Somewhere below is a line with "[(1073, 667)]" and, later, a line with "[(1060, 190), (571, 712), (917, 594), (1035, 669)]"; repeat those two lines and all the lines between them, exactly as they are.

(Dataset entries)
+---+
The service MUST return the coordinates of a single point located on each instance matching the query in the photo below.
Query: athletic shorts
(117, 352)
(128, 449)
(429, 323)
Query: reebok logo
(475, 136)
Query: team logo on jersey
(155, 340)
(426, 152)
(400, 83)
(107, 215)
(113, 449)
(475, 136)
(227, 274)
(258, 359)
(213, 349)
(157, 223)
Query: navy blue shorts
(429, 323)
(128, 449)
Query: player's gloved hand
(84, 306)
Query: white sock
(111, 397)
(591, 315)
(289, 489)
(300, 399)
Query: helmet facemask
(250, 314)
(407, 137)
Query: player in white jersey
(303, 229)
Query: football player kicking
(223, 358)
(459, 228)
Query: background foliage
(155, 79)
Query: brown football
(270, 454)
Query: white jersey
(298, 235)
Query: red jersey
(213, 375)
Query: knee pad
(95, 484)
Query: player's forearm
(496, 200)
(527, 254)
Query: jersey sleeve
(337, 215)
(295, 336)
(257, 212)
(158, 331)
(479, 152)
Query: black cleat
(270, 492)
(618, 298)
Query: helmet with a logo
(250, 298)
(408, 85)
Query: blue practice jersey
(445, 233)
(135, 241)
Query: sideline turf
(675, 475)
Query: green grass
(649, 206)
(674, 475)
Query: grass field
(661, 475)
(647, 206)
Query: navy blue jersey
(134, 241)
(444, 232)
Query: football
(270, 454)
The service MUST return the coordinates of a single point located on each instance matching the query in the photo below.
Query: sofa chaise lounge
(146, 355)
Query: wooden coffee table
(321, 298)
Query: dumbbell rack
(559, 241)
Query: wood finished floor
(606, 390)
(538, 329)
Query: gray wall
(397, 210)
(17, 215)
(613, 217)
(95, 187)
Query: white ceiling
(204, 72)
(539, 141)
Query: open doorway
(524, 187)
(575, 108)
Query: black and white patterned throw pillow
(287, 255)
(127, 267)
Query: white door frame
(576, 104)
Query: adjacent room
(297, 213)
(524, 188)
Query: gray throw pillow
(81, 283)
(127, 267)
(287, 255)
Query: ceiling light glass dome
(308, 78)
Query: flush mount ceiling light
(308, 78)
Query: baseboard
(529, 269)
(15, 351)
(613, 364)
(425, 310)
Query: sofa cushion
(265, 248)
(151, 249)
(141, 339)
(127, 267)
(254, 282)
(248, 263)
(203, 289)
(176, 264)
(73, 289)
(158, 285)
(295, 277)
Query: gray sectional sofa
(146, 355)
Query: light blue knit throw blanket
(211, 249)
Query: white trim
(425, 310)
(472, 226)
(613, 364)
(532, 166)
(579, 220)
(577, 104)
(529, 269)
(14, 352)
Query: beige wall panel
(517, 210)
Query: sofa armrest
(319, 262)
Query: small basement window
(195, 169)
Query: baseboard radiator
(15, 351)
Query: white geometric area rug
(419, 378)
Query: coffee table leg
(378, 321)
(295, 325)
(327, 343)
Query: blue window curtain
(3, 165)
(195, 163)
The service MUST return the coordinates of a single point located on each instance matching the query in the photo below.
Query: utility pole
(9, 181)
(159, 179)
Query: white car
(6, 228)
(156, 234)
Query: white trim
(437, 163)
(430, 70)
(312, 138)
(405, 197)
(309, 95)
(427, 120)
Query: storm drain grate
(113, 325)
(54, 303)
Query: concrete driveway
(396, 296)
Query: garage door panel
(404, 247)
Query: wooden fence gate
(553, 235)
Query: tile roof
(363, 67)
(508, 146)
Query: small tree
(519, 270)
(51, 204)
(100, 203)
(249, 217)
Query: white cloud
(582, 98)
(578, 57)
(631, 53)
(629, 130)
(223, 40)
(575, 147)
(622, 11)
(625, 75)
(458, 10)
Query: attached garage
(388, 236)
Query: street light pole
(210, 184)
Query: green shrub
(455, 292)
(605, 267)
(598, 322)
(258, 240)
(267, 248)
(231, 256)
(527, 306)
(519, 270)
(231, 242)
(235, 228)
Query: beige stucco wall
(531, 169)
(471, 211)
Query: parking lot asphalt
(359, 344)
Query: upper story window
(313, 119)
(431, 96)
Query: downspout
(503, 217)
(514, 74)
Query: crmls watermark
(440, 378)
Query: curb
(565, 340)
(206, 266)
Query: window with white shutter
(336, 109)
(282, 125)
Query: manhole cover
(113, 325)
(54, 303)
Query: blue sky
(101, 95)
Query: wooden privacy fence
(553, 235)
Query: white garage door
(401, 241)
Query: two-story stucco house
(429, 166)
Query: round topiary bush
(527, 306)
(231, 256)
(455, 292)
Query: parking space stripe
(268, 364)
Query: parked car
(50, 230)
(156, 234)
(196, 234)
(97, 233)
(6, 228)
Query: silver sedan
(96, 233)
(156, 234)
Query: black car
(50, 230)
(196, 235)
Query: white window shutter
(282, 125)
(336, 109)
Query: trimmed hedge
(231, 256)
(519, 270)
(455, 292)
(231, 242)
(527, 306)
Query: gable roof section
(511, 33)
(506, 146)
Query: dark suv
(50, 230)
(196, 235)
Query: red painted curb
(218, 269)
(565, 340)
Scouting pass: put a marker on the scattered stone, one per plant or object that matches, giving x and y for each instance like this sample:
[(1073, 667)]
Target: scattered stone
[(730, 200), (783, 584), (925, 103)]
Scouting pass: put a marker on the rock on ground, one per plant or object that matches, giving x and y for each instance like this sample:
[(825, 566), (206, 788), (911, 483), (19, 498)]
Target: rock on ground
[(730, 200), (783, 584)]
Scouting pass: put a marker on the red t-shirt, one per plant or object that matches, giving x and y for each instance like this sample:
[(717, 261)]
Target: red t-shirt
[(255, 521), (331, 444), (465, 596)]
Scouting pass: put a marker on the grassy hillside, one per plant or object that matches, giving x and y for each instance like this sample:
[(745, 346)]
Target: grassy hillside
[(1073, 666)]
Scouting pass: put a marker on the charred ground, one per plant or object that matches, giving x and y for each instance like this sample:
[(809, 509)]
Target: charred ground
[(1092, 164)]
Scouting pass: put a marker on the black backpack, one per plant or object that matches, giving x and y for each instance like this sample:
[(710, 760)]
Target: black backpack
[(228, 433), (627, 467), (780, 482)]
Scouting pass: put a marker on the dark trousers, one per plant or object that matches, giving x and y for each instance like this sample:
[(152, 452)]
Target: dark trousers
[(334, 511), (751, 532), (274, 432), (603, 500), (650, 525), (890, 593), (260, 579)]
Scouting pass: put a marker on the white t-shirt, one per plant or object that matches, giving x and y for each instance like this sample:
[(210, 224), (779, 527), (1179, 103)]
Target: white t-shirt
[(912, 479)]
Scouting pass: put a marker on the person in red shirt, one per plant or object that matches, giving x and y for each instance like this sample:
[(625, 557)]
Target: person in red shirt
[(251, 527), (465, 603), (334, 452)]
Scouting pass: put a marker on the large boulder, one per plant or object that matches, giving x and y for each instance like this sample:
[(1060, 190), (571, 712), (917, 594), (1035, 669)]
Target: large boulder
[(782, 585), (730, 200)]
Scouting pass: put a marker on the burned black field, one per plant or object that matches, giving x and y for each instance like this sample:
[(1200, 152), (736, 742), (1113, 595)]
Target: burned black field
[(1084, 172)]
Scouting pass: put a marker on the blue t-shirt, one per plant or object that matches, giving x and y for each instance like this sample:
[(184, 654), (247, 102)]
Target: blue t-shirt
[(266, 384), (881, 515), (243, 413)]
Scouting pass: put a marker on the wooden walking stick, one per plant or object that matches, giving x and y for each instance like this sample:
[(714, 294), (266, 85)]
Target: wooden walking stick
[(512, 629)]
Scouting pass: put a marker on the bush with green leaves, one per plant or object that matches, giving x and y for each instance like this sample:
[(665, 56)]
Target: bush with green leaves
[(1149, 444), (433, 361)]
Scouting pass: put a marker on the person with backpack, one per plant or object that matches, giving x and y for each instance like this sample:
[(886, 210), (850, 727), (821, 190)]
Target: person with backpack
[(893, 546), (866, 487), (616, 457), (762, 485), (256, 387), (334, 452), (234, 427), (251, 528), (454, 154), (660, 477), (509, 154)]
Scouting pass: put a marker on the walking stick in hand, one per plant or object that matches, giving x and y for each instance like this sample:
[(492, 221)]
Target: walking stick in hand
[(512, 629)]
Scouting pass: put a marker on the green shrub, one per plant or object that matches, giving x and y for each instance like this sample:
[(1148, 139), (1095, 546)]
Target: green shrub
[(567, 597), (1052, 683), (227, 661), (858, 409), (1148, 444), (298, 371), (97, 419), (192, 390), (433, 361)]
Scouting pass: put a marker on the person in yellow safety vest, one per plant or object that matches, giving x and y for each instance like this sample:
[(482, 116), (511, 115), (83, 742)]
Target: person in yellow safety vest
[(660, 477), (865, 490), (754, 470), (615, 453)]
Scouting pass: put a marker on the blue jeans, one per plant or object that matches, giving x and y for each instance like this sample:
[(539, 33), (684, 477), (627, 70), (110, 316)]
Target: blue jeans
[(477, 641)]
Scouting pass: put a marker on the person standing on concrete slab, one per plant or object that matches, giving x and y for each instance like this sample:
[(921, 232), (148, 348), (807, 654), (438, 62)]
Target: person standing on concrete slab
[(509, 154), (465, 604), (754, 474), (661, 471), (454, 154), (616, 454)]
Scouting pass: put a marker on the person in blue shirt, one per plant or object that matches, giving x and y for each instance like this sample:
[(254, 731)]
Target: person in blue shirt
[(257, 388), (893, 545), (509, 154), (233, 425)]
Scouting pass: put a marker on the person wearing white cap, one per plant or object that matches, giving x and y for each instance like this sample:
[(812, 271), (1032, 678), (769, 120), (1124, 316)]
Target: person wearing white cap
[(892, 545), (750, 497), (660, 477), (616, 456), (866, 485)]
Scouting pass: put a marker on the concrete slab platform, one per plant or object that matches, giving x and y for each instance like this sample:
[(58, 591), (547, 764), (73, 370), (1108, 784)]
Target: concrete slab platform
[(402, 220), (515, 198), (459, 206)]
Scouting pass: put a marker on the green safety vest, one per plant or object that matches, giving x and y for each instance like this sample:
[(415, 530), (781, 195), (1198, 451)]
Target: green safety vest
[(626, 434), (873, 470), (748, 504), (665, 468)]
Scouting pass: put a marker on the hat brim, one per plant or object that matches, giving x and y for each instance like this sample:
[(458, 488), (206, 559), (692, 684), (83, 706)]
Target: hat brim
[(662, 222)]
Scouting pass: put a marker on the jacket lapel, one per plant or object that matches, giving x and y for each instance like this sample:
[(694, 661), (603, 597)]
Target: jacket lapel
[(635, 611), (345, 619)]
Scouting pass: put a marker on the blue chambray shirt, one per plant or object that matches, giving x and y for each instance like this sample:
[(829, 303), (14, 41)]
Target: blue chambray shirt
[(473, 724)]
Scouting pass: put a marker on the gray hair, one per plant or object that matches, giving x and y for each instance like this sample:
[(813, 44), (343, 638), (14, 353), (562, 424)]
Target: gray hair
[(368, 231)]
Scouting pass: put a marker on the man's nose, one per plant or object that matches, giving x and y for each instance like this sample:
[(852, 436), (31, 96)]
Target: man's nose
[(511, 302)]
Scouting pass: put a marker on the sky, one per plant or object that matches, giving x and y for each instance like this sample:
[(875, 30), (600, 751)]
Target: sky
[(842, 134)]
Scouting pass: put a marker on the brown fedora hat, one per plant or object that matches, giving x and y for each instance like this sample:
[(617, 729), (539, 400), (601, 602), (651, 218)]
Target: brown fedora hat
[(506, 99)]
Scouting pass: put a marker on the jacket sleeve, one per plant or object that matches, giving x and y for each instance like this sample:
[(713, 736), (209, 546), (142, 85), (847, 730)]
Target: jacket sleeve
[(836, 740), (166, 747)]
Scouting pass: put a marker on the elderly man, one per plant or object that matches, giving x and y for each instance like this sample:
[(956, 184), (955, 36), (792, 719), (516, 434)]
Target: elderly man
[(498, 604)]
+---+
ANSWER TO THIS EXERCISE —
[(1073, 667)]
Target: scattered stone
[(730, 200), (783, 584), (925, 103)]
Scouting pass: put a marker on the rock on ground, one per plant or object that matches, giving x and y for each instance like this sample:
[(825, 566), (206, 788), (911, 483), (19, 498)]
Target: rock on ground
[(730, 200), (783, 584)]
Scouting pass: put a marker on the red t-shirt, one per plant or object that matches, giving x and y for each instance like this sample:
[(717, 261)]
Target: red t-shirt
[(255, 521), (331, 444), (465, 596)]
Scouting pass: put a marker on the grassy hillside, one per plant or object that matches, giving x and y for each instance like this sample:
[(745, 346)]
Target: grassy hillside
[(1073, 666)]
Scouting pass: put a marker on the charred ground, one per plant or object that matches, giving x and y for each instance like this sample:
[(809, 509)]
Target: charred ground
[(1092, 164)]
Scouting pass: put a marker on the black backpack, one per plant or object that matches, giving x and y for each instance like this sample:
[(710, 760)]
Target: black backpack
[(228, 433), (627, 467), (780, 482)]
Scouting pass: put a marker on the dark trousers, one per plant or object that matches, giving x and y for each instance like this sample:
[(152, 452)]
Target: dark trousers
[(334, 511), (751, 532), (274, 432), (603, 500), (650, 525), (890, 593), (260, 579)]
Scouting pass: put a marker on the white t-shirt, one per plant or object that matches, giving x and y for each instance like this sample:
[(210, 224), (779, 527), (1179, 103)]
Target: white t-shirt
[(912, 479)]
Scouting pass: put a marker on the person in red shirt, one per plant or object that matches, giving x and y for each instance like this sample:
[(625, 557)]
Target: person in red shirt
[(251, 527), (465, 603), (334, 452)]
Scouting pass: put a marker on the large boulder, one per plant or object that matches, giving x and y for each instance like this sample:
[(1060, 190), (571, 712), (917, 594), (1035, 669)]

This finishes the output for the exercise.